> **Document**:
--- --- ---
Erik Satie (1866-1925) was a French composer best remembered for composing deliberately modest music, however, he was a harmonic innovator, especially in his earlier pieces.
His work influenced many other composers, such as, Debussy, Ravel, Poulenc and Cage.
Satie had a turbulent childhood, his mother died when he was young and he was sent to live with his grandmother, who, shortly after, also died.
He returned to Paris to be with his father, but his father soon remarried, the pianist and Romantic composer, Eugenie Barnetsche, whom Eric disliked.
In 1879 Satie entered the Paris Conservatoire, but he wasn't a good student. He was certainly gifted, but records report him as 'lazy' and 'often absent'. He left the conservatoire early, but did continue to study music through harmony, and then piano classes.
In 1887 Satie wrote three Sarabandes, which probably influenced the Sarabande of Debussy, 'Pour le piano', and, it was in the following year that he wrote the 'Gymnopedies'.
--- --- ---
> **Job 1**: According to the Satie biography, why was he not a good student at the Paris Conservatoire? Answer in one to three sentences.
> **Job 2**: Do these statements agree with the Satie biography? (a) Satie entered the Paris Conservatoire in 1879. (b) Satie wrote the Gymnopedies before his three Sarabandes. (c) The woman Satie's father remarried was a pianist. Answer yes or no for each and quote the words of the text that decide it.
> **Job 3**: Pick up the Satie biography after its final sentence and carry it further.
The rows that come next have no connection to the Satie biography.
--- --- ---
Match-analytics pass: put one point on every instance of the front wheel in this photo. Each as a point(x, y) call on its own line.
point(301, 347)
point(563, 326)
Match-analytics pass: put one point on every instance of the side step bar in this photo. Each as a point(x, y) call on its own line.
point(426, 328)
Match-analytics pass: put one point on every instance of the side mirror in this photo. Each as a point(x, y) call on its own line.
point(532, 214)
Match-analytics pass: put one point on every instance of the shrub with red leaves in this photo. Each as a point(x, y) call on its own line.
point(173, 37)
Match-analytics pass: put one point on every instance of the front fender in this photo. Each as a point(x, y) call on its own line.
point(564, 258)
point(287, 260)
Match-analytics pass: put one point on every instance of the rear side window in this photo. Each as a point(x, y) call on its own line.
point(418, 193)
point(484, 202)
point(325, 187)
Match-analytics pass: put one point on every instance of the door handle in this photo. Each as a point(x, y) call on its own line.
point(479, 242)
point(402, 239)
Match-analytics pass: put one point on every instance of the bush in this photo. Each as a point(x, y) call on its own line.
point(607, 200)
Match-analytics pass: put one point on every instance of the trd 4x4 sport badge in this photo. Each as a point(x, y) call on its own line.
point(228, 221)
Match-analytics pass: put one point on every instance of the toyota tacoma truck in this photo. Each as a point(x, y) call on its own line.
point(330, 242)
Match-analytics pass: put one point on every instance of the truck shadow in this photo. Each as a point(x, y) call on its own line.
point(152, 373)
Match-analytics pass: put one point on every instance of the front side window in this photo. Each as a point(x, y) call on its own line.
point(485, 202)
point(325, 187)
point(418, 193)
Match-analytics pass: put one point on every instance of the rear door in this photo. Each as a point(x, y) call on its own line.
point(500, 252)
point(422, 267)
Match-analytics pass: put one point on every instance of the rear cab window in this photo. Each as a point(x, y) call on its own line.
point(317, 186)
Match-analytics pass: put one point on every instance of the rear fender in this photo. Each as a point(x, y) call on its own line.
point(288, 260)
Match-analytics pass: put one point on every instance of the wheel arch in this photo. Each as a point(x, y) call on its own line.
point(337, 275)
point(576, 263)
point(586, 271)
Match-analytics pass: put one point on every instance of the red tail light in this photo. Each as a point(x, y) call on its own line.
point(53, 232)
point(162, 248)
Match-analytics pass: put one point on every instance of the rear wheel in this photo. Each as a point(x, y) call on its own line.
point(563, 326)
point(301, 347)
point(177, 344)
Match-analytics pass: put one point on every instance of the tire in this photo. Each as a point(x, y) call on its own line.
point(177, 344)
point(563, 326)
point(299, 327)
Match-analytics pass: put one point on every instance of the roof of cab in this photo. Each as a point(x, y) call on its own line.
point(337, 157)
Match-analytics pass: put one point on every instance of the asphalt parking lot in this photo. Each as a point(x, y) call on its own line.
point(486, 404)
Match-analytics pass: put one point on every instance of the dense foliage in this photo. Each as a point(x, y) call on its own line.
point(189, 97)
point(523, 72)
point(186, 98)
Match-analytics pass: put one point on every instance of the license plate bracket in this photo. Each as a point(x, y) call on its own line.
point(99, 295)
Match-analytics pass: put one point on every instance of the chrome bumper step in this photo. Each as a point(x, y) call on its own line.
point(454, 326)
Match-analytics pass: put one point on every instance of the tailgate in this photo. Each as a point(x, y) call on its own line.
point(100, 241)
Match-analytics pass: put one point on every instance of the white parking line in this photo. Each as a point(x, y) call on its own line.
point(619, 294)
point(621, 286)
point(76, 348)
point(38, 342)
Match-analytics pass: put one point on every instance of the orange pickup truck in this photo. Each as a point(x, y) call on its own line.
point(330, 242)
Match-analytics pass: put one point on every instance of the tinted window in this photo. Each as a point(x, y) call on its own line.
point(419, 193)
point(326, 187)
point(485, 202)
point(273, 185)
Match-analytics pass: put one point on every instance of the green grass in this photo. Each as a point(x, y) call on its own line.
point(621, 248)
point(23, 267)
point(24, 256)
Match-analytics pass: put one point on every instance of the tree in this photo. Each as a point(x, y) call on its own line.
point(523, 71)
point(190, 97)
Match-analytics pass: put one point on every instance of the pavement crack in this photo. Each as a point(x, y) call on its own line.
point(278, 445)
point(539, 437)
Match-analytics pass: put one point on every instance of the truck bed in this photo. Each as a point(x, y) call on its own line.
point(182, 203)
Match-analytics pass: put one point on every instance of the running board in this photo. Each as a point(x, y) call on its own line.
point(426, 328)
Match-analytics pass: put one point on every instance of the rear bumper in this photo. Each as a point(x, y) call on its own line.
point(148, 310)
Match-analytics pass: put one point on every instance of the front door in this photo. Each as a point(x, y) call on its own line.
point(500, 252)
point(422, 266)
--- --- ---
> **Output 1**: Records from the Conservatoire describe him as "lazy" and "often absent." The text adds that he was gifted all the same.

> **Output 2**:
(a) Yes: "In 1879 Satie entered the Paris Conservatoire."
(b) No: "In 1887 Satie wrote three Sarabandes" and "it was in the following year that he wrote the 'Gymnopedies'."
(c) Yes: "his father soon remarried, the pianist and Romantic composer, Eugenie Barnetsche."

> **Output 3**:
By the early 1890's Satie had joined the flamboyant 'Rose + Croix' artistic movement of which Satie was the official composer. It was during this time that Satie met, and became life long friends with, Debussy.
In 1895 two Gymnopedies were published, on the recommendation of Debussy, who also orchestrated a pair the following year.
Today you can hear Robin's arrangement of this calm and haunting, 'Gymnopedie No.1', which paradoxically is both simple yet highly spiritual and profound.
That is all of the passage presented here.